What the task asks
Each record below should be repeated precisely as written.

The data
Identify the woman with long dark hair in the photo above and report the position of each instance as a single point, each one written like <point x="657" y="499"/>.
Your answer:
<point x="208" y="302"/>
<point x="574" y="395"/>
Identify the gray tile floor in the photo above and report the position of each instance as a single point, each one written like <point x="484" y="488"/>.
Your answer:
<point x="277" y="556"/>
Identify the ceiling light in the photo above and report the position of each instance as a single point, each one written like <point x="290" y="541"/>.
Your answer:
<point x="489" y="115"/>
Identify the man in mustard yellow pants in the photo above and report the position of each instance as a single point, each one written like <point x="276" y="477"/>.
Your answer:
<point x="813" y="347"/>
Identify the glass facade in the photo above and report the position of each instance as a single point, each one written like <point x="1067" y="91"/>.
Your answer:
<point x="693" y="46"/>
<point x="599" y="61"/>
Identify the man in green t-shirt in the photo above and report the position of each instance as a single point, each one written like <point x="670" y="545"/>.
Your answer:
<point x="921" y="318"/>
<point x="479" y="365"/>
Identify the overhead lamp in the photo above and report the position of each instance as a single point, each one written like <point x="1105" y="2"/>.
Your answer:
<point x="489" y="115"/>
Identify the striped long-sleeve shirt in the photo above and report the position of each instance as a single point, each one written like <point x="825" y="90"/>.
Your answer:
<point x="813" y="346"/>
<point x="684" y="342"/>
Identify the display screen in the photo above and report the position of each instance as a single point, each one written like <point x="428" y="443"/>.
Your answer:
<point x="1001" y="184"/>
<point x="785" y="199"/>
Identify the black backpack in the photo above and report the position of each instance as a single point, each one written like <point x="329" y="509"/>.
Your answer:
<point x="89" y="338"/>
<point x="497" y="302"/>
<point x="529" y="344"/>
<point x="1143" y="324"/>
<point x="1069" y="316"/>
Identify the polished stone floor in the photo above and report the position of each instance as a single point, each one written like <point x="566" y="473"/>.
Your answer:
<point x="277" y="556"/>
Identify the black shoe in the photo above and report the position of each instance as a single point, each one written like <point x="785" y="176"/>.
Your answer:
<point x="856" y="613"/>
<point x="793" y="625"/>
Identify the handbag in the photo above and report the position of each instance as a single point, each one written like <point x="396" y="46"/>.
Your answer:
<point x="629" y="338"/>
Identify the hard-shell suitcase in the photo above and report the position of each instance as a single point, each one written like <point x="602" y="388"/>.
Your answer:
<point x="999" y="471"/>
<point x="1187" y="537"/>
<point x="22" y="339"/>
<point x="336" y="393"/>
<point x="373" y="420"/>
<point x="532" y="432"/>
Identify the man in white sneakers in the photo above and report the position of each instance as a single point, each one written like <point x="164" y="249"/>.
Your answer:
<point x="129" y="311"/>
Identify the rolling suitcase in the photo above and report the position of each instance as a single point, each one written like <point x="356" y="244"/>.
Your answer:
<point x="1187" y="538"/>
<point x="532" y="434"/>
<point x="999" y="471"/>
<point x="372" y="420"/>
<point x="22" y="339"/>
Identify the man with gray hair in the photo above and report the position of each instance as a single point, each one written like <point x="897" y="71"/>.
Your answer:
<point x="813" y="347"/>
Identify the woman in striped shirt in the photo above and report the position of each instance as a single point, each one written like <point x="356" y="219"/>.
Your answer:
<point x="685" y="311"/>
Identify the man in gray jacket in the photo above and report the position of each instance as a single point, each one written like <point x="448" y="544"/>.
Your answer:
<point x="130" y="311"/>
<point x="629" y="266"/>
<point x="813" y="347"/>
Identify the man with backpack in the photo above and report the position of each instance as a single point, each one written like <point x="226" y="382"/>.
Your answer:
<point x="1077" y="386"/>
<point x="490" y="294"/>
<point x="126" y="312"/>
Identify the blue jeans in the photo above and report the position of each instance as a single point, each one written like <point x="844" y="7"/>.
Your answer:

Solution
Identify the woman with long dark hair in the photo above and report the position of each instance as a single point, each one written like <point x="657" y="499"/>.
Your answer:
<point x="208" y="302"/>
<point x="574" y="395"/>
Identify the gray tile floor in the photo above and report the position of each instance as a single point, each one written like <point x="484" y="488"/>.
Your answer:
<point x="277" y="556"/>
Identify the ceiling light in the photo above and report the position of each instance as a single point, each one written like <point x="290" y="541"/>.
Your answer:
<point x="489" y="115"/>
Identify the man in mustard yellow pants in the photo above and report the position of each instance as a single point, each one written like <point x="276" y="477"/>.
Your answer:
<point x="813" y="347"/>
Identify the glass facade in the photo above and report the position of each instance as a single point, each one written like <point x="1067" y="91"/>.
Your answer:
<point x="693" y="46"/>
<point x="599" y="61"/>
Identify the man in green t-shirt in the photo above and report the position of each instance as a single point, each one written like <point x="670" y="545"/>.
Your answer:
<point x="921" y="318"/>
<point x="479" y="365"/>
Identify the overhead lamp in the photo above and report the position of each instance as a single point, each one written like <point x="1105" y="2"/>.
Your answer:
<point x="489" y="115"/>
Identify the striped long-sleeve shirt in the photo above and report the position of each instance as a single point, each one written like <point x="825" y="90"/>.
Your answer:
<point x="813" y="346"/>
<point x="684" y="342"/>
Identify the display screen in the photo above and report the position of each instance as a single point, each one written like <point x="428" y="443"/>.
Your answer:
<point x="1001" y="184"/>
<point x="785" y="199"/>
Identify the black backpack in the photo above and report the position of each instance as a single point, each one written like <point x="329" y="509"/>.
Your answer:
<point x="89" y="338"/>
<point x="497" y="302"/>
<point x="529" y="344"/>
<point x="1143" y="324"/>
<point x="1069" y="316"/>
Identify the polished stone floor in the photo above and report the position of each instance as a single point, each one written like <point x="566" y="473"/>.
Your answer:
<point x="277" y="556"/>
Identify the black shoe in the photo above and report the position of each instance as a single point, each one written like <point x="785" y="176"/>.
Your answer:
<point x="856" y="613"/>
<point x="793" y="625"/>
Identify the handbag in the photo above and report the position of each instance as a single point, each one written like <point x="396" y="46"/>.
Your answer:
<point x="629" y="338"/>
Identify the hard-shell suitcase in the photo above and report the position of each instance as a single point, each one written like <point x="602" y="388"/>.
Your answer:
<point x="999" y="471"/>
<point x="1187" y="537"/>
<point x="22" y="339"/>
<point x="336" y="393"/>
<point x="373" y="420"/>
<point x="532" y="432"/>
Identify the man in white sneakers in the photo above and report the position of each instance as a single point, each one written like <point x="164" y="249"/>.
Your answer:
<point x="129" y="311"/>
Identify the rolling suitcase in the photo above and report the position of each instance as a single point, each one written like <point x="356" y="244"/>.
Your answer:
<point x="1187" y="538"/>
<point x="532" y="434"/>
<point x="999" y="471"/>
<point x="372" y="420"/>
<point x="22" y="339"/>
Identify the man with gray hair in the photo above and report the position of each instance as a single point, each one written like <point x="897" y="71"/>.
Your answer:
<point x="813" y="347"/>
Identify the woman in striped shirt in the photo above and report the position of each instance as a single point, each one written like <point x="356" y="219"/>.
Your answer:
<point x="685" y="311"/>
Identify the man in gray jacket in the photo above and report the position of each instance as a single point, each one written like <point x="448" y="544"/>.
Your answer:
<point x="130" y="311"/>
<point x="629" y="266"/>
<point x="813" y="347"/>
Identify the man with backpack in the photo above and report the position of each instance as a single point, each one written like <point x="226" y="382"/>.
Your answer:
<point x="1077" y="386"/>
<point x="490" y="294"/>
<point x="126" y="312"/>
Identify the blue jeans in the photo above and report the position of each instance as a single point, each one written like <point x="844" y="7"/>.
Your answer:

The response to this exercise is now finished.